# Brano proposto
▬▬▬▬▬▬▬▬▬▬

La wilaya (prefettura) di Tamanrasset, che si estende su un territorio superiore a quello della Francia, detiene il triste record del più alto numero di arresti tra gli immigrati di tutta l’Algeria. Nel primo trimestre del 2008, secondo i dati della gendarmeria, 150 persone sono state fermate soltanto lungo la strada tra Tam e Ghardaia (500 km a sud di Algeri). In 400 sono stati presi nella stessa zona nel 2007. È invece impossibile avere un numero esatto degli arresti in città, “già quasi un migliaio dall’inizio del 2008’’, dicono gli stessi migranti. Inoltre dalla capitale dei Tuareg transitano quasi tutti i sans papiers arrestati nelle altre regioni. “L’ultima grande deportazione verso TinZaouatine risale a circa un mese fa’’, spiega Willy. “Hanno caricato su cinque camion circa 600 persone’’. “Accumulano nel centro di detenzione di Tam il maggior numero di persone. Poi organizzano i convogli diretti alle frontiere. I camion li affittano ed è più conveniente prenderne tanti tutti insieme, non partono mai meno di cinque veicoli’’.
Willy ha lasciato Yaoundé cinque anni fa ed è già stato arrestato almeno dieci volte. “Veramente, non mi ricordo nemmeno più quante. L’ultima volta mi hanno preso a un posto di blocco a In Salah (1000 km a nord). Mi hanno riportato subito al centro di detenzione di Tam’’. Ogni giorno due mele ciascuno e una scatola di latte in polvere ogni cinque detenuti. Poi via, verso ‘la città dove Dio non esiste’, come chiamano i migranti l’oasi di TinZaouatine, lontana più di 400 km da Tam e 300 km da Kidal. “Mi hanno preso per colpa dei documenti fatti male. Ero su un autobus di linea diretto verso Ghardaia. ’’ Partito da Yaoundé nel settembre del 2004, con mille euro nascosti un po’ nei calzini, nella cintura e nell’apposita doppia tasca dei pantaloni, Willy è arrivato in Algeria più di due anni fa. Senza più un soldo, adesso deve rifare tutto da capo. Deve raccogliere il denaro per il viaggio e per i documenti falsi: 1500 dinari (15 euro) per una carta da rifugiato, fino a 50 euro per un passaporto con una foto visibile e un timbro ben fatto. Il tutto rigorosamente maliano. “Non usiamo mai documenti algerini. Tutti cercano dei documenti del Mali’’. Unico paese dell’area a cui l’Algeria non chiede il visto d’ingresso. Mentre parla, Willy ci accompagna a ‘casa sua’.

▬▬▬▬▬▬▬▬▬▬

# Materiale fornito
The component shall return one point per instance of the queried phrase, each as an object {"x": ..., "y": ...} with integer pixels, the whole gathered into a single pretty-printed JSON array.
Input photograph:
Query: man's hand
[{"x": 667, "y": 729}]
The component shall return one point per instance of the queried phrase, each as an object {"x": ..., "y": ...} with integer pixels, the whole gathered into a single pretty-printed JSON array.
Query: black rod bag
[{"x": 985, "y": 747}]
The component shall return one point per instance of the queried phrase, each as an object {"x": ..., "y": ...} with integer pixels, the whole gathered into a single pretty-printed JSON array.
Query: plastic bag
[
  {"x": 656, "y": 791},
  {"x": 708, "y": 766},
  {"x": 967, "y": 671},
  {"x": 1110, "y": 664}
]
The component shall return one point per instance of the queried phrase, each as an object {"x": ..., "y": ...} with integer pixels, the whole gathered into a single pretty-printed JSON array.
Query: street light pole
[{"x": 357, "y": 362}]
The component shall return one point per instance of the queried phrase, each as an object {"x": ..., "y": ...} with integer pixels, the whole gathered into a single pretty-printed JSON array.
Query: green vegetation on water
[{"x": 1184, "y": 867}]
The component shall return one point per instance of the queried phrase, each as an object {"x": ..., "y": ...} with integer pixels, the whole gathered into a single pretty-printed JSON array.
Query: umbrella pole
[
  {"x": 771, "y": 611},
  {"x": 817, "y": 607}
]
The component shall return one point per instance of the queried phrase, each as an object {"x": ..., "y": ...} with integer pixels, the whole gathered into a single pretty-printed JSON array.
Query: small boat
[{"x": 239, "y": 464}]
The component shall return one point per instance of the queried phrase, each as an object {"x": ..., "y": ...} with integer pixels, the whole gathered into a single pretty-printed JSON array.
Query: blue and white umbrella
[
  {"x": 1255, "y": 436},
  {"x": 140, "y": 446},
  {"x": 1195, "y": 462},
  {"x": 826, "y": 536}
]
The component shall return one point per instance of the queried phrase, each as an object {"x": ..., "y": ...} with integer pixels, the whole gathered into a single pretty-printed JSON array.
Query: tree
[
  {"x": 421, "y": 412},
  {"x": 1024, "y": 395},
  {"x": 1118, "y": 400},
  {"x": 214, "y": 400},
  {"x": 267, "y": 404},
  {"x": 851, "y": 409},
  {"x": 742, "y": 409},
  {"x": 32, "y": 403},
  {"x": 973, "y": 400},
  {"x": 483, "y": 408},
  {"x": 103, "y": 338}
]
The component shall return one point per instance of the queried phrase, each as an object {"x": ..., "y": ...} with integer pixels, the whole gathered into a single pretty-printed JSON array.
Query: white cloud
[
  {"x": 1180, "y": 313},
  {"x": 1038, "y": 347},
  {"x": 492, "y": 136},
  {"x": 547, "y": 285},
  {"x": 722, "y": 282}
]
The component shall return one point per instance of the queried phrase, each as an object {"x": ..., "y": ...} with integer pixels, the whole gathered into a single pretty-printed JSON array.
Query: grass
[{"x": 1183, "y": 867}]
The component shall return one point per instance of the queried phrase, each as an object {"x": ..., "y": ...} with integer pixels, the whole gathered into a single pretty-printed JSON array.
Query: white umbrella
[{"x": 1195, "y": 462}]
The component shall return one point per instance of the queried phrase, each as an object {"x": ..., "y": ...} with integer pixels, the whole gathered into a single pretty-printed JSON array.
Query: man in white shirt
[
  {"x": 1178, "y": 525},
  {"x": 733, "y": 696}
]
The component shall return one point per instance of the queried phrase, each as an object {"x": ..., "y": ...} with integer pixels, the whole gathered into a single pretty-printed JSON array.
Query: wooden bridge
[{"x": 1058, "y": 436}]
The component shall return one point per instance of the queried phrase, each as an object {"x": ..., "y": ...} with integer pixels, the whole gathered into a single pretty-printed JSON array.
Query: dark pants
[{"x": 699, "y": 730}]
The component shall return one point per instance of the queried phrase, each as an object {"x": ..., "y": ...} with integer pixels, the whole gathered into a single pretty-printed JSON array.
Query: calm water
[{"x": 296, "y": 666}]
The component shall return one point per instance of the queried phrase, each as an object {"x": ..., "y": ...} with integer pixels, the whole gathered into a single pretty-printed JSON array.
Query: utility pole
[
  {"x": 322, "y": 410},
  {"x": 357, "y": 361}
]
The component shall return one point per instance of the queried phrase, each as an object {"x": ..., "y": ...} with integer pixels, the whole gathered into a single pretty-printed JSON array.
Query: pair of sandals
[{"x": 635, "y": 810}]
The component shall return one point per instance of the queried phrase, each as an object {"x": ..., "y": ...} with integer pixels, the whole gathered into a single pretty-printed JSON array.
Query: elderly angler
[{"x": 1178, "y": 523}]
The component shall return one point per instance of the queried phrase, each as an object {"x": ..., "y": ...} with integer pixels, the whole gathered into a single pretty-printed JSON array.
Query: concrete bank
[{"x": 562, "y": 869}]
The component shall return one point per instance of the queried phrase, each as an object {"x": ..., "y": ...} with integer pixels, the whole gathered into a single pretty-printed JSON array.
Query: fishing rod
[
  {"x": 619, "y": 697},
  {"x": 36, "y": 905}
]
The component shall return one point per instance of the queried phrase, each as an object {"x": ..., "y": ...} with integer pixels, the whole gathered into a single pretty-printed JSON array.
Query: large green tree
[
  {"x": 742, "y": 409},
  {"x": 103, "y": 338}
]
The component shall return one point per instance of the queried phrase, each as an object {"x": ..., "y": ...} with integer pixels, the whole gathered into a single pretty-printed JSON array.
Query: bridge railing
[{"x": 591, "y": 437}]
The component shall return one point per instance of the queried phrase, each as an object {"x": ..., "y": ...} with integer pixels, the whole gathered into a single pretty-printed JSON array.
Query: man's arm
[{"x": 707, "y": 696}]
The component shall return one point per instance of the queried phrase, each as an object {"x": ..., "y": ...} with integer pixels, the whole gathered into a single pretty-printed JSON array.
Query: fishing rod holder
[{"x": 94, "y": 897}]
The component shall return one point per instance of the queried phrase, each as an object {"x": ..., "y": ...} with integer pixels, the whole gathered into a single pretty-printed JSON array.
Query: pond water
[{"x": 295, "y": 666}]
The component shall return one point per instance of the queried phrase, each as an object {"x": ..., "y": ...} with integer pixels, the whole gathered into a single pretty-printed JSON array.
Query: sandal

▬▬▬▬▬▬▬▬▬▬

# Consegne
1/ Rispondi in base al brano sui migranti a Tamanrasset.
(a) Quante persone sono state fermate lungo la strada tra Tam e Ghardaia nel primo trimestre del 2008?
(b) In che mese e anno Willy è partito da Yaoundé?
(c) Quanto costa una carta da rifugiato?
2/ Prosegui il brano sui migranti a Tamanrasset, partendo dopo la frase in cui Willy ci accompagna a "casa sua".
Il materiale non serve per svolgere gli esercizi.

# Risposte date
1/
(a) 150 persone.
(b) Nel settembre del 2004.
(c) 1500 dinari, cioè 15 euro.

2/
Le strade diventano terra, poi pietra. Nessuna costruzione, non un’anima viva. Soltanto alcuni avvoltoi volano in cerchio sulle nostre teste. In lontananza qualche ‘ombra’ tra le montagne. “Ecco, quello è lo Sheraton! Un po’ più in là c’è l’Hilton!’’. La maggior parte degli ‘aventuriers’ vive qui, tra le rocce alla periferia della città. “Qui, dove non esistono né la pioggia né il sole’’. Con un cappellino da baseball calcato sulla fronte, Willy cerca di nascondere la ferita che ha sull’occhio. “Volevo fare il calciatore. In Cameron giocavo. Adesso mi sono specializzato nelle mattonelle’’. Sorride Willy ma non vuole parlare dell’incidente. “No, non è stata la polizia. Anche se a ogni arresto ci accolgono con le bastonate’’. “Ho avuto un viaggio difficile ma non sono mai stato aggredito. Sono stato solo un po’ stupido’’. Il suo viaggio attraverso Nigeria e Niger è durato più di due anni. “Chi conosce la strada può arrivare direttamente fino ad Arlit. (nord Niger). Io invece prima di partire non sapevo nulla, ho fatto tappa per tappa. Dei percorsi a piedi…’’. Yaoundé-Ngaoundurè (Cameron), in tre giorni per 1500 dinari (15 euro). Poi su fino a Garoua (5 euro), vicino alla frontiera con la Nigeria. E ancora Garoua- Manduguri-Bauchi-Kano-Maradi (Niger)-Agades-Arlit. Ultima tappa, a bordo di una Toyota, Arlit-Tam per circa 5000 dinari (50 euro) e tre giorni di viaggio. “Ne basterebbe uno solo ma a volte bisogna allungare il percorso per evitare le pattuglie delle guardie di frontiera algerine’’. L’ultima tratta la controllano i ‘Mbouzou’, le esperte guide tuareg. Contrabbandieri che scendono verso sud carichi di ogni tipo di merce, dalle sigarette ai biscotti algerini scaduti destinati ai paesi vicini, e ritornano carichi di esseri umani.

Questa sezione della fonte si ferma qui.